WORK REQUIRED:
Please retype all the data below exactly, line for line.
##### DATA EXTRACTS #####
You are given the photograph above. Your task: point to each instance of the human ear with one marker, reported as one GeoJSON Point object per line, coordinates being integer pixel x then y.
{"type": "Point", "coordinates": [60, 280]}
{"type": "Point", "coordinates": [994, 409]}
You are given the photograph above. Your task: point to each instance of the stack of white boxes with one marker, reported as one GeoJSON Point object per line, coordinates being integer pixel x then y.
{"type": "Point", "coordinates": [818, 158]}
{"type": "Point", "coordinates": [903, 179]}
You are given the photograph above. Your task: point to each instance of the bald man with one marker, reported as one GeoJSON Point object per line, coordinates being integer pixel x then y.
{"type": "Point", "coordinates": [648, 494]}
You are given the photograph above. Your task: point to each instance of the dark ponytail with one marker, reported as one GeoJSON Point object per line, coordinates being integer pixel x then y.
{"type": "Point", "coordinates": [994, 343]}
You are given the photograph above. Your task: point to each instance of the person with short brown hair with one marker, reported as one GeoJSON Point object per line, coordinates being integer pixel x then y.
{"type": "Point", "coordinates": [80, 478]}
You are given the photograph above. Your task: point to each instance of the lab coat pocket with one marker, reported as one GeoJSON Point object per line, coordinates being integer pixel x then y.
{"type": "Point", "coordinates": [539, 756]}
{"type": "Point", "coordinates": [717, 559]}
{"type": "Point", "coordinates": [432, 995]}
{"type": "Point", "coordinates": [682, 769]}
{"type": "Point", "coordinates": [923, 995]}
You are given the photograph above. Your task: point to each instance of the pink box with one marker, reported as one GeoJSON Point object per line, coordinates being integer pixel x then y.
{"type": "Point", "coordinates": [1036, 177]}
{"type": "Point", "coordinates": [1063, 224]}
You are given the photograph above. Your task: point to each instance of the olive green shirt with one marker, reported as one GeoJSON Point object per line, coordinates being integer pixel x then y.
#####
SOLUTION FOR THIS EXERCISE:
You are given the photograph above. Your task: point to each instance of the human ear with one marker, reported as one GeoJSON Point object per line, coordinates being integer pixel x then y.
{"type": "Point", "coordinates": [60, 280]}
{"type": "Point", "coordinates": [994, 409]}
You are given the photograph above. Your task: point to each instance of the stack of white boxes with one marker, reported as one GeoJSON Point object per line, coordinates being integer pixel x then y.
{"type": "Point", "coordinates": [818, 158]}
{"type": "Point", "coordinates": [903, 179]}
You are given the photograph above. Your task: point to each instance of the bald man with one marker, reported as one GeoJSON Point object per line, coordinates being integer pixel x then y.
{"type": "Point", "coordinates": [648, 494]}
You are given the photograph above. Your task: point to each instance of the dark ponytail with one marker, reported as one GeoJSON Point object per line, coordinates being integer pixel x then y.
{"type": "Point", "coordinates": [994, 343]}
You are given the photograph above. Your task: point to each instance of the person with short brown hair with one marker, reported as one GeoJSON Point object per line, coordinates being integer pixel x then y.
{"type": "Point", "coordinates": [80, 478]}
You are given the photograph above. Your task: point to each instance of the lab coat pocket with one marker, reported as one GeoJSON Point object per line, coordinates being integer pixel x then y.
{"type": "Point", "coordinates": [539, 756]}
{"type": "Point", "coordinates": [717, 559]}
{"type": "Point", "coordinates": [432, 995]}
{"type": "Point", "coordinates": [682, 769]}
{"type": "Point", "coordinates": [923, 995]}
You are given the photograph above. Your task: point to each instance of the pink box with one marker, reported as one GeoJSON Point object per line, coordinates being integer pixel x then y.
{"type": "Point", "coordinates": [1036, 177]}
{"type": "Point", "coordinates": [1063, 224]}
You are given the photograph above. Your task: point to each instance of the olive green shirt with one marker, reported as one GeoJSON Point object per line, coordinates being integer pixel x then y.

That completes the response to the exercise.